Extract, exactly as written, all lines of the material below from the line that includes "the green grass" through its last line.
---+---
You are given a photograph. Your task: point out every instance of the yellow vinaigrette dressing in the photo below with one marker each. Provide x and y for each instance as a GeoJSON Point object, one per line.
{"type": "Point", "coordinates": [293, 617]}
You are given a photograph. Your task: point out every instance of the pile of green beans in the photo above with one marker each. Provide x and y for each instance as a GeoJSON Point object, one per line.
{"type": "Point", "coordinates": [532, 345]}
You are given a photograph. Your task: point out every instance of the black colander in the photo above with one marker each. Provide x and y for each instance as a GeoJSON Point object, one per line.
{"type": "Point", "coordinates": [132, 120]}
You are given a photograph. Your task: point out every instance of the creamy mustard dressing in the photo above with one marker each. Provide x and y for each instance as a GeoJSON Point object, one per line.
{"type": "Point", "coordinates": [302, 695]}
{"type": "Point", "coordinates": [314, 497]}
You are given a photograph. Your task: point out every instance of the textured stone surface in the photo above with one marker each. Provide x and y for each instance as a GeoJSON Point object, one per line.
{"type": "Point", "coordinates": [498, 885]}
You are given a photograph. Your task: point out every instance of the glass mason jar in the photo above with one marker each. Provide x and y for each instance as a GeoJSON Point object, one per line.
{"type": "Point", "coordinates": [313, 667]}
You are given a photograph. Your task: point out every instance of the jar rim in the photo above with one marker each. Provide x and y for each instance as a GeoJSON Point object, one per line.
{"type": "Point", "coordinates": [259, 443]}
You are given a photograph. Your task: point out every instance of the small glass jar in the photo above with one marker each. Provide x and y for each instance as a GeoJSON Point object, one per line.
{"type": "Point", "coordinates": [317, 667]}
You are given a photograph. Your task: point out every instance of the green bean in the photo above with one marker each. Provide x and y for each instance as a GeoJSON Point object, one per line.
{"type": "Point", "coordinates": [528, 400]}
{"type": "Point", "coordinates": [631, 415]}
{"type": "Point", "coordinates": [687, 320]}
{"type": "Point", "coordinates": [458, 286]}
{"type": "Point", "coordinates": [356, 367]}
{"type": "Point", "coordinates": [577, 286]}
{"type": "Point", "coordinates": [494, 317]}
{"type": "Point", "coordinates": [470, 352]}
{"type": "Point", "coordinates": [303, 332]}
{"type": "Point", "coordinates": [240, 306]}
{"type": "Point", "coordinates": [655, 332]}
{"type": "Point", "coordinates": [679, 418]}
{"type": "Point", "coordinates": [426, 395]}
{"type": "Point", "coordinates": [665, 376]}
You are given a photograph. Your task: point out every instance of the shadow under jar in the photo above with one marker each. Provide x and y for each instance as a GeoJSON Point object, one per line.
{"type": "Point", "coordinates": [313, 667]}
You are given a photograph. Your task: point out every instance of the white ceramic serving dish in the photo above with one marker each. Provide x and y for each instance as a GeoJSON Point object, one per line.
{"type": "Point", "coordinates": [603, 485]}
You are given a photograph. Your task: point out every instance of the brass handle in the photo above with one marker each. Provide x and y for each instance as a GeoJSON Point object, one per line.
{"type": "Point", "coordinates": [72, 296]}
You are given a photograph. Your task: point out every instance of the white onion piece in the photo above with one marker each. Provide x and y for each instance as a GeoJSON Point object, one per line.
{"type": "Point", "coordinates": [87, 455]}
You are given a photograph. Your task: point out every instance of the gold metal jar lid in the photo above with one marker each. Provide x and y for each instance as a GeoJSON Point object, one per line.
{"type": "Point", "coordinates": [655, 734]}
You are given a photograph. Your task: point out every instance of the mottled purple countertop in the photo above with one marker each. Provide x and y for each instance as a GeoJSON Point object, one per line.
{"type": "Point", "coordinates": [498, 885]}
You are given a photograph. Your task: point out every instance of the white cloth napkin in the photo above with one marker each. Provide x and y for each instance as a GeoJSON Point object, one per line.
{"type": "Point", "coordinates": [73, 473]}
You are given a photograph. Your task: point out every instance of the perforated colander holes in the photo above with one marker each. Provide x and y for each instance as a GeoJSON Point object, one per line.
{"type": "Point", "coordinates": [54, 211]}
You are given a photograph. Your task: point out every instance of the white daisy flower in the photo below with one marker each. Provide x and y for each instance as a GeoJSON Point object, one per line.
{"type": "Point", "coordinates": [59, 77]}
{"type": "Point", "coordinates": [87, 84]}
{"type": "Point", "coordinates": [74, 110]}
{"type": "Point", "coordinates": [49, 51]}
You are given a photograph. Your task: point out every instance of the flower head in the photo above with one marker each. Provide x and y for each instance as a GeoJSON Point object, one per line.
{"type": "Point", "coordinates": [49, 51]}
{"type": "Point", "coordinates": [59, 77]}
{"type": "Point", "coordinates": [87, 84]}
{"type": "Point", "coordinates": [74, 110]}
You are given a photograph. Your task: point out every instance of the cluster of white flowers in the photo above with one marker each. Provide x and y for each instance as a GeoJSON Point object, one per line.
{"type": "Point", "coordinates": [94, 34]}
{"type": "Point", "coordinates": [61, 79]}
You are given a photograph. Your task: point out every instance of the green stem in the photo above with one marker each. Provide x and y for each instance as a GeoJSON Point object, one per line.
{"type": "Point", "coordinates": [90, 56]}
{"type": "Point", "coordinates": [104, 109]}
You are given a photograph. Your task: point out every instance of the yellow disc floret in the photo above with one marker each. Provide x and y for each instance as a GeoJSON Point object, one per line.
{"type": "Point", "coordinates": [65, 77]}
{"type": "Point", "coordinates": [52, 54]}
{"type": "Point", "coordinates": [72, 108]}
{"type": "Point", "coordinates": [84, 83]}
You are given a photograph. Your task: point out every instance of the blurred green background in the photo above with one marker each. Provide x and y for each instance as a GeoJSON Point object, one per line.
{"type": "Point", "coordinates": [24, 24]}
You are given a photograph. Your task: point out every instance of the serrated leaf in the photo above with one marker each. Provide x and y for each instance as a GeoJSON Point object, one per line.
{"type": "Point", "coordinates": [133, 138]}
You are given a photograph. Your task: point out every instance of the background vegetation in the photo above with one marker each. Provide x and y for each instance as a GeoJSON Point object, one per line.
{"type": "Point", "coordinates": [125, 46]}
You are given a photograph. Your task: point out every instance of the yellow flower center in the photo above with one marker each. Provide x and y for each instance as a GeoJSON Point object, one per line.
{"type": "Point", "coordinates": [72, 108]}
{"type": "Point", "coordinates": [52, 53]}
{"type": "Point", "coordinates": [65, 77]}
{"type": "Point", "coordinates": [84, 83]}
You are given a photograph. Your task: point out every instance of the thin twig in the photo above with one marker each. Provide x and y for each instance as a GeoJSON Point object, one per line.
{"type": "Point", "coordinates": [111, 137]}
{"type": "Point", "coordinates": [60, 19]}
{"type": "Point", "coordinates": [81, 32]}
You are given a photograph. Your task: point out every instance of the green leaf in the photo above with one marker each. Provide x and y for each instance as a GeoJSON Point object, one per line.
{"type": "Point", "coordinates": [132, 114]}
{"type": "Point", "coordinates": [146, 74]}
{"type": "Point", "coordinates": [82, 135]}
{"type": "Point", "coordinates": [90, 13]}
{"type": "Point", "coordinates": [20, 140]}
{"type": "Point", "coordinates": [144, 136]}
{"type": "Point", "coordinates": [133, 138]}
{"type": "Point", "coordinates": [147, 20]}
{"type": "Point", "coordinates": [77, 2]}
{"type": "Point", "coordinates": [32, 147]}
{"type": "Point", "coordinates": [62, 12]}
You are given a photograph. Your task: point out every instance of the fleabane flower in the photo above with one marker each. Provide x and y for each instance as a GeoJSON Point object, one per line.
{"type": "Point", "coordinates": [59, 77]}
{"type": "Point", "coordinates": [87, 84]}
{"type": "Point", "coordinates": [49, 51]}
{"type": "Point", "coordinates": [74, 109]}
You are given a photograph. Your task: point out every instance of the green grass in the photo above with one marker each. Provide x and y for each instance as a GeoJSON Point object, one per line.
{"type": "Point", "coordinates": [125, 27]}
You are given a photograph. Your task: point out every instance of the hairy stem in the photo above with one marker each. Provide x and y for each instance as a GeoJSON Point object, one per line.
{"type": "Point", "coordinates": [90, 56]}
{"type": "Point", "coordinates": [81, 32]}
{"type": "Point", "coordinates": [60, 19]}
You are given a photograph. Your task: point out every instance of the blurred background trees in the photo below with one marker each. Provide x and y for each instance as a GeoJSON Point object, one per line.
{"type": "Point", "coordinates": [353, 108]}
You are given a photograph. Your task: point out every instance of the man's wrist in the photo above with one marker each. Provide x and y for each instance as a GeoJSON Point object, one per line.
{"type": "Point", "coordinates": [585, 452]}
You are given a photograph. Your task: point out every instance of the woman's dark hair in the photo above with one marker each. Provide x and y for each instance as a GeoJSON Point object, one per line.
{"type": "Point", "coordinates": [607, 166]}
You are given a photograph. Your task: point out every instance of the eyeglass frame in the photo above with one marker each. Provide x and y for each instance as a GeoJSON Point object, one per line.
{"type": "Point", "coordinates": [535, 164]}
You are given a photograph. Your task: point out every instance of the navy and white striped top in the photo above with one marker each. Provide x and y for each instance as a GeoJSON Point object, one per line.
---+---
> ANSWER TO THE TASK:
You are given a photograph. Your task: point out every instance of the green grass in the photo above with one marker each. Provide x and y for each instance as a GeoJSON Point object, one per line.
{"type": "Point", "coordinates": [125, 27]}
You are given a photograph. Your task: point out every instance of the hairy stem in the photo above with one marker each. Provide x and y for each instance as a GeoJSON Point object, one per line.
{"type": "Point", "coordinates": [90, 56]}
{"type": "Point", "coordinates": [81, 32]}
{"type": "Point", "coordinates": [60, 19]}
You are given a photograph. Your task: point out every instance of the blurred background trees in the photo below with one marker each. Provide x and y for each instance as a GeoJSON Point object, one per line.
{"type": "Point", "coordinates": [353, 108]}
You are given a photograph. Your task: point out every instance of the man's wrist in the photo above with one marker each. Provide x and y for each instance as a GeoJSON Point object, one per line.
{"type": "Point", "coordinates": [585, 452]}
You are given a photograph. Your task: point out every instance of the woman's dark hair in the photo above with one marker each. Provide x and y for each instance as a GeoJSON Point object, one per line.
{"type": "Point", "coordinates": [607, 166]}
You are given a photograph. Your task: point out every instance of the eyeglass frame in the photo above with one marker each. Provide x and y for each instance as a GeoJSON Point object, one per line.
{"type": "Point", "coordinates": [535, 164]}
You are given a photograph. Your task: point out every instance of the navy and white striped top in the photo above with one marker each. Provide x and y for each instance as a GeoJSON Point object, one per line.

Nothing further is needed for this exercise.